#### DATA PROVIDED ####

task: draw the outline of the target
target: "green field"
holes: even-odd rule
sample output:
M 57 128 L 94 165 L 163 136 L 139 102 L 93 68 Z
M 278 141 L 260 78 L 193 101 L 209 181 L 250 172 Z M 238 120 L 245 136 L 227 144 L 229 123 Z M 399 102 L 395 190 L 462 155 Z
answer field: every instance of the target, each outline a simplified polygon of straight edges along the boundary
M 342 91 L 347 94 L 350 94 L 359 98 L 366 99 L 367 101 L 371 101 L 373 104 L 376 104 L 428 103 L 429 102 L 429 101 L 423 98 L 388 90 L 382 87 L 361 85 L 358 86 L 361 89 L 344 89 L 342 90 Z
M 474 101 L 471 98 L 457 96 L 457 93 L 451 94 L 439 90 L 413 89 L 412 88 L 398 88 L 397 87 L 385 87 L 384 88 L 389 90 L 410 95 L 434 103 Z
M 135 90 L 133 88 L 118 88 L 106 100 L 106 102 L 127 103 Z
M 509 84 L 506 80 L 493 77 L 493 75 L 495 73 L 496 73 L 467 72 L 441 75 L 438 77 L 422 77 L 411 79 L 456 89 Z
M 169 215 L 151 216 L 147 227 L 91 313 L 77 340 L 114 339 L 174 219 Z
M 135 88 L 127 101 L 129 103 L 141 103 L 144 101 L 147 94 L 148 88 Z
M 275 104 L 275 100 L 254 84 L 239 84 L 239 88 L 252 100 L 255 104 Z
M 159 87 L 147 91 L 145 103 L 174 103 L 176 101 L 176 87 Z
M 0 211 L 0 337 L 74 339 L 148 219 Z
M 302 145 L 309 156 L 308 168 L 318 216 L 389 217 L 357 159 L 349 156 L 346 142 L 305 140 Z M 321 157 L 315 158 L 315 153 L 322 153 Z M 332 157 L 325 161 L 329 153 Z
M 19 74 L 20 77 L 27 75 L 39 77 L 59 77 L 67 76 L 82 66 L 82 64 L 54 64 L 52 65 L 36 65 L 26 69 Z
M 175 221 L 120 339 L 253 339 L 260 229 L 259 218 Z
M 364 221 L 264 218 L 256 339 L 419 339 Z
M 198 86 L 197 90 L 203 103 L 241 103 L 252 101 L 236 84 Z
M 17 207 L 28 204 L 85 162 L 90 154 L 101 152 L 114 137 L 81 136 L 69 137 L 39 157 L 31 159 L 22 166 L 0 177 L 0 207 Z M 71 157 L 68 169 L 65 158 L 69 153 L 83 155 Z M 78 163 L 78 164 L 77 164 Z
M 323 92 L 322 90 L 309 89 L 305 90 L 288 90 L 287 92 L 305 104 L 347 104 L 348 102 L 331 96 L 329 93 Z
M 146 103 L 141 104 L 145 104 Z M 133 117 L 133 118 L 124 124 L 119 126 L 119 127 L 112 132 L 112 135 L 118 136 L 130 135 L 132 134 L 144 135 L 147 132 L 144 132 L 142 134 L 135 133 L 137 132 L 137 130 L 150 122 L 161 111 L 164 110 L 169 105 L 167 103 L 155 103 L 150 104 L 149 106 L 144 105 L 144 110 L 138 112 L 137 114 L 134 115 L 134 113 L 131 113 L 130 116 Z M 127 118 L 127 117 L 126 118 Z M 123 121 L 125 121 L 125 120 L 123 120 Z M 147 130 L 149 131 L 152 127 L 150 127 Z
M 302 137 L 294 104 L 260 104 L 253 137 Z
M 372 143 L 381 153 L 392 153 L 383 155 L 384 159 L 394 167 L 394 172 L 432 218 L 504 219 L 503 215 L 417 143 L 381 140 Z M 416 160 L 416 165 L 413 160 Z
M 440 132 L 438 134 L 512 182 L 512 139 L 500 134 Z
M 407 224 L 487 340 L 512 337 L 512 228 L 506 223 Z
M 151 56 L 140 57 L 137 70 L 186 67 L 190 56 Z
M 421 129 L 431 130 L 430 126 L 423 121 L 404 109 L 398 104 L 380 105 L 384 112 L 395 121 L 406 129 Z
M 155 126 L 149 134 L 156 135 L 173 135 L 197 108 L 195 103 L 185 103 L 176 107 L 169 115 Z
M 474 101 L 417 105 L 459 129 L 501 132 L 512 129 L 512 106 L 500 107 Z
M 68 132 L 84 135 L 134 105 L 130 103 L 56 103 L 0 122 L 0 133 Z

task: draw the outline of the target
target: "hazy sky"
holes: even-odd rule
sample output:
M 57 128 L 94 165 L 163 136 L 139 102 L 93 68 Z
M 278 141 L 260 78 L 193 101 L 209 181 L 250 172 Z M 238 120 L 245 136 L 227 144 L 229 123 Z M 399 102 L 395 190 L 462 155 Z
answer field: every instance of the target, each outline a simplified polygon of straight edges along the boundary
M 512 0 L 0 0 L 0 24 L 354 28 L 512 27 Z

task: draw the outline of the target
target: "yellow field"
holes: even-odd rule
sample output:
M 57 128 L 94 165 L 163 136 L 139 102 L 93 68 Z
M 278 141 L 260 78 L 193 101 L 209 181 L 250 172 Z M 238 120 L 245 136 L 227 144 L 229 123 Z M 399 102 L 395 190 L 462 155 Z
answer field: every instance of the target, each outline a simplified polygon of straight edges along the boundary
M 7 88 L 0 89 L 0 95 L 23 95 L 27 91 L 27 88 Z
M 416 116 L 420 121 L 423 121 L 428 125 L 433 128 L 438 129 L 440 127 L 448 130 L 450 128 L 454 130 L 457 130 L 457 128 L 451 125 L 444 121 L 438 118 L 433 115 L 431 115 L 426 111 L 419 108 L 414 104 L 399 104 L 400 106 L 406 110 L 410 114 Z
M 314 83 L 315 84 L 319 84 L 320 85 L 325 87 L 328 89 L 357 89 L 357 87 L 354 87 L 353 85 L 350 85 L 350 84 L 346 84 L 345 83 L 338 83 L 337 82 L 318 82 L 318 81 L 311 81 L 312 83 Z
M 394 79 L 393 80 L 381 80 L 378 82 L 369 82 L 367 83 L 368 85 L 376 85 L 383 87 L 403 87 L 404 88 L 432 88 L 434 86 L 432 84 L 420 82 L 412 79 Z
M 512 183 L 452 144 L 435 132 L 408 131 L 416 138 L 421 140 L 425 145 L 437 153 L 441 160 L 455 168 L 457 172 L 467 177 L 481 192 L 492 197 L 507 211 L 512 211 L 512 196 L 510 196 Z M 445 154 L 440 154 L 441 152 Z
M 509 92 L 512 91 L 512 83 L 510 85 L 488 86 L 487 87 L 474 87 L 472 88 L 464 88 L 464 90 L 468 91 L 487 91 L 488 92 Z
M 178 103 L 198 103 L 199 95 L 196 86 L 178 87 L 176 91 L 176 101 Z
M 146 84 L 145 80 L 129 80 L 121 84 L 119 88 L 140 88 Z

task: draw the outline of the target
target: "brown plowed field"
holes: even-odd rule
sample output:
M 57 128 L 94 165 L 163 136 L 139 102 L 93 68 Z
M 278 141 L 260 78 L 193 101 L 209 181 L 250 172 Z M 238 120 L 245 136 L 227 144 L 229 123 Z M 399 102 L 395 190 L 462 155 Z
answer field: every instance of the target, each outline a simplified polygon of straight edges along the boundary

####

PROBLEM STATEMENT:
Render the records above as a JSON list of strings with one string per line, and leave out any blank lines.

SOLUTION TO THIS TASK:
[
  "task: draw the outline of the target",
  "target: \"green field\"",
  "holes: even-odd rule",
  "sample output:",
  "M 57 128 L 94 165 L 163 136 L 139 102 L 93 68 Z",
  "M 278 141 L 260 78 L 193 101 L 209 181 L 250 172 Z M 238 120 L 245 136 L 227 144 L 229 123 Z M 399 102 L 395 190 L 462 155 Z",
  "answer field: every instance of the target, each outline a simplified polygon of straight edges along the boundary",
  "M 342 91 L 347 94 L 350 94 L 359 98 L 366 99 L 367 101 L 371 101 L 373 104 L 376 104 L 428 103 L 429 102 L 429 101 L 423 98 L 388 90 L 382 87 L 361 85 L 358 86 L 361 89 L 344 89 L 342 90 Z",
  "M 474 101 L 471 98 L 457 96 L 457 93 L 451 94 L 439 90 L 413 89 L 412 88 L 398 88 L 397 87 L 385 87 L 384 88 L 389 90 L 410 95 L 434 103 Z",
  "M 135 90 L 133 88 L 118 88 L 106 100 L 106 102 L 127 103 Z",
  "M 509 84 L 506 80 L 493 77 L 493 75 L 495 73 L 496 73 L 467 72 L 441 75 L 438 77 L 422 77 L 411 79 L 456 89 Z",
  "M 169 215 L 151 216 L 147 227 L 91 313 L 77 340 L 114 339 L 174 219 Z",
  "M 135 88 L 127 101 L 129 103 L 141 103 L 144 101 L 147 94 L 148 88 Z",
  "M 275 104 L 275 100 L 254 84 L 239 84 L 239 88 L 252 100 L 255 104 Z",
  "M 159 87 L 147 91 L 145 103 L 174 103 L 176 101 L 176 87 Z",
  "M 0 211 L 0 337 L 74 339 L 148 219 Z",
  "M 302 145 L 309 156 L 308 168 L 318 216 L 389 217 L 357 159 L 349 156 L 346 142 L 305 140 Z M 321 157 L 315 158 L 315 153 L 322 153 Z M 332 157 L 325 161 L 329 153 Z",
  "M 19 74 L 20 77 L 27 75 L 39 77 L 59 77 L 67 76 L 82 66 L 82 64 L 54 64 L 52 65 L 36 65 L 26 69 Z",
  "M 175 221 L 120 339 L 253 339 L 260 229 L 259 218 Z",
  "M 364 221 L 264 218 L 256 339 L 419 339 Z",
  "M 198 86 L 197 90 L 203 103 L 241 103 L 252 101 L 236 84 Z",
  "M 17 207 L 28 204 L 85 162 L 90 154 L 101 152 L 114 137 L 81 136 L 69 137 L 39 157 L 31 159 L 22 166 L 0 177 L 0 207 Z M 71 157 L 68 169 L 65 158 L 69 153 L 83 155 Z M 78 163 L 78 164 L 77 164 Z",
  "M 323 92 L 322 90 L 309 89 L 305 90 L 288 90 L 287 92 L 305 104 L 347 104 L 348 102 L 331 96 L 329 93 Z",
  "M 146 103 L 141 104 L 145 104 Z M 133 117 L 133 118 L 124 124 L 119 126 L 119 127 L 112 132 L 112 135 L 118 136 L 130 135 L 132 134 L 144 135 L 147 132 L 144 132 L 142 134 L 135 133 L 137 132 L 137 130 L 150 122 L 161 111 L 164 110 L 169 105 L 167 103 L 155 103 L 150 104 L 149 106 L 144 105 L 144 110 L 138 112 L 137 114 L 134 115 L 134 113 L 131 113 L 130 116 Z M 127 118 L 127 117 L 126 118 Z M 123 121 L 125 121 L 125 120 L 123 120 Z M 147 130 L 149 131 L 152 127 L 150 127 Z",
  "M 302 137 L 294 104 L 260 104 L 253 137 Z",
  "M 372 143 L 381 153 L 392 153 L 383 155 L 384 159 L 394 167 L 394 172 L 432 218 L 504 219 L 503 215 L 417 143 L 381 140 Z M 416 160 L 416 165 L 413 160 Z",
  "M 440 132 L 438 134 L 512 182 L 512 139 L 500 134 Z",
  "M 407 224 L 487 340 L 512 337 L 512 228 L 506 223 Z",
  "M 151 56 L 140 57 L 137 70 L 186 67 L 190 56 Z",
  "M 421 129 L 431 130 L 430 126 L 423 121 L 404 109 L 398 104 L 380 105 L 384 112 L 395 121 L 406 129 Z",
  "M 155 126 L 149 134 L 156 135 L 173 135 L 197 108 L 195 103 L 185 103 L 176 107 L 169 115 Z",
  "M 474 101 L 417 105 L 459 129 L 501 132 L 512 129 L 512 106 L 500 107 Z",
  "M 68 132 L 84 135 L 134 105 L 130 103 L 56 103 L 0 122 L 0 133 Z",
  "task: draw the outline of the target",
  "target: \"hazy sky\"",
  "holes: even-odd rule",
  "sample output:",
  "M 57 128 L 94 165 L 163 136 L 139 102 L 93 68 Z",
  "M 278 141 L 260 78 L 193 101 L 209 181 L 250 172 Z M 238 120 L 245 136 L 227 144 L 229 123 Z M 399 102 L 395 190 L 462 155 Z",
  "answer field: every instance of the target, each outline a simplified polygon of straight edges along the boundary",
  "M 512 0 L 0 0 L 0 24 L 354 28 L 512 27 Z",
  "task: draw the outline of the target",
  "target: \"yellow field\"",
  "holes: even-odd rule",
  "sample output:",
  "M 57 128 L 94 165 L 163 136 L 139 102 L 93 68 Z",
  "M 278 141 L 260 78 L 193 101 L 209 181 L 250 172 Z M 238 120 L 245 136 L 227 144 L 229 123 Z M 399 102 L 395 190 L 462 155 Z",
  "answer field: every instance of the target, each outline a simplified polygon of straight edges along the boundary",
  "M 7 88 L 0 89 L 0 95 L 23 95 L 27 91 L 27 88 Z",
  "M 416 116 L 420 121 L 423 121 L 428 125 L 433 128 L 438 129 L 440 127 L 448 130 L 450 128 L 454 130 L 457 130 L 457 128 L 451 125 L 444 121 L 438 118 L 433 115 L 431 115 L 426 111 L 419 108 L 414 104 L 399 104 L 400 106 L 406 110 L 410 114 Z",
  "M 314 83 L 315 84 L 319 84 L 320 85 L 325 87 L 328 89 L 357 89 L 357 87 L 354 87 L 353 85 L 350 85 L 350 84 L 346 84 L 345 83 L 338 83 L 337 82 L 318 82 L 318 81 L 311 81 L 312 83 Z",
  "M 394 79 L 393 80 L 381 80 L 378 82 L 369 82 L 367 83 L 368 85 L 376 85 L 383 87 L 403 87 L 404 88 L 432 88 L 434 86 L 432 84 L 420 82 L 412 79 Z",
  "M 512 183 L 452 144 L 435 132 L 408 131 L 416 138 L 421 140 L 425 145 L 437 153 L 441 160 L 455 168 L 457 172 L 467 177 L 481 192 L 492 197 L 507 211 L 512 211 L 512 196 L 510 196 Z M 445 154 L 440 154 L 441 152 Z",
  "M 509 92 L 512 91 L 512 83 L 510 85 L 488 86 L 487 87 L 474 87 L 472 88 L 464 88 L 464 90 L 468 91 L 487 91 L 488 92 Z",
  "M 178 103 L 198 103 L 199 95 L 196 86 L 178 87 L 176 91 L 176 101 Z",
  "M 146 84 L 145 80 L 129 80 L 121 84 L 119 88 L 140 88 Z",
  "task: draw the outline of the target",
  "target: \"brown plowed field\"",
  "holes: even-odd rule",
  "sample output:",
  "M 57 128 L 94 165 L 163 136 L 139 102 L 93 68 Z",
  "M 278 141 L 260 78 L 193 101 L 209 181 L 250 172 Z M 238 120 L 245 136 L 227 144 L 229 123 Z M 399 102 L 395 190 L 462 155 Z",
  "answer field: every instance of the target, each outline a simplified polygon of straight edges along the boundary"
]